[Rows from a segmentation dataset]
---

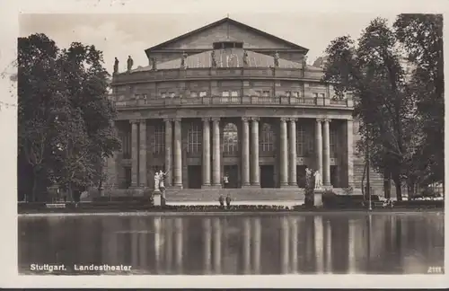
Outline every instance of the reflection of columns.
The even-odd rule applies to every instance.
[[[250,185],[250,124],[242,118],[242,184]]]
[[[354,274],[357,272],[357,250],[356,250],[356,222],[349,219],[348,234],[348,253],[349,254],[348,261],[348,273]]]
[[[203,120],[203,186],[210,186],[210,119]]]
[[[326,222],[326,271],[332,273],[332,225]]]
[[[182,218],[175,218],[175,256],[176,256],[176,269],[177,274],[180,275],[182,273]]]
[[[321,119],[316,119],[315,126],[316,169],[322,175],[322,134]]]
[[[161,217],[154,217],[154,258],[156,261],[156,273],[159,274],[161,269]]]
[[[280,119],[280,186],[288,185],[288,142],[286,119]]]
[[[172,271],[172,262],[173,261],[173,230],[172,220],[165,220],[165,271]]]
[[[296,180],[296,119],[290,119],[290,156],[289,165],[289,176],[288,176],[288,184],[290,186],[297,186],[298,182]]]
[[[173,127],[172,126],[172,119],[165,119],[165,169],[167,176],[165,177],[165,186],[172,186],[172,154],[173,146]]]
[[[288,273],[288,265],[289,265],[289,227],[287,217],[281,217],[281,273],[286,274]]]
[[[260,274],[260,218],[254,217],[252,220],[252,269],[253,274],[258,275]]]
[[[346,120],[347,125],[347,163],[348,163],[348,186],[352,187],[354,185],[354,122],[352,120]]]
[[[220,119],[212,119],[212,183],[218,187],[221,185],[220,173]]]
[[[298,219],[295,216],[290,218],[290,227],[292,229],[292,238],[290,239],[290,249],[291,249],[291,272],[295,274],[298,271]]]
[[[330,135],[329,123],[330,119],[324,119],[322,127],[322,149],[323,149],[323,172],[322,172],[322,184],[325,186],[330,185]]]
[[[139,128],[139,184],[140,187],[146,187],[146,119],[140,120]]]
[[[251,220],[243,219],[243,274],[251,272]]]
[[[316,216],[315,217],[315,271],[319,274],[323,272],[322,257],[323,257],[323,232],[322,232],[322,216]]]
[[[260,186],[260,169],[259,168],[259,118],[251,118],[251,185]]]
[[[215,218],[214,224],[214,270],[216,274],[222,271],[222,229],[220,218]]]
[[[137,187],[138,182],[138,128],[137,120],[131,122],[131,187]]]
[[[211,246],[212,246],[212,231],[210,225],[210,218],[205,218],[203,220],[204,228],[204,247],[203,247],[203,259],[204,259],[204,269],[205,273],[210,273],[210,261],[211,261]]]
[[[174,186],[182,187],[182,151],[180,119],[174,119]]]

---

• **TASK STATEMENT**:
Determine how many lines of the listing above contain the word "instance". Report only that number.

• **FINISHED TASK**:
2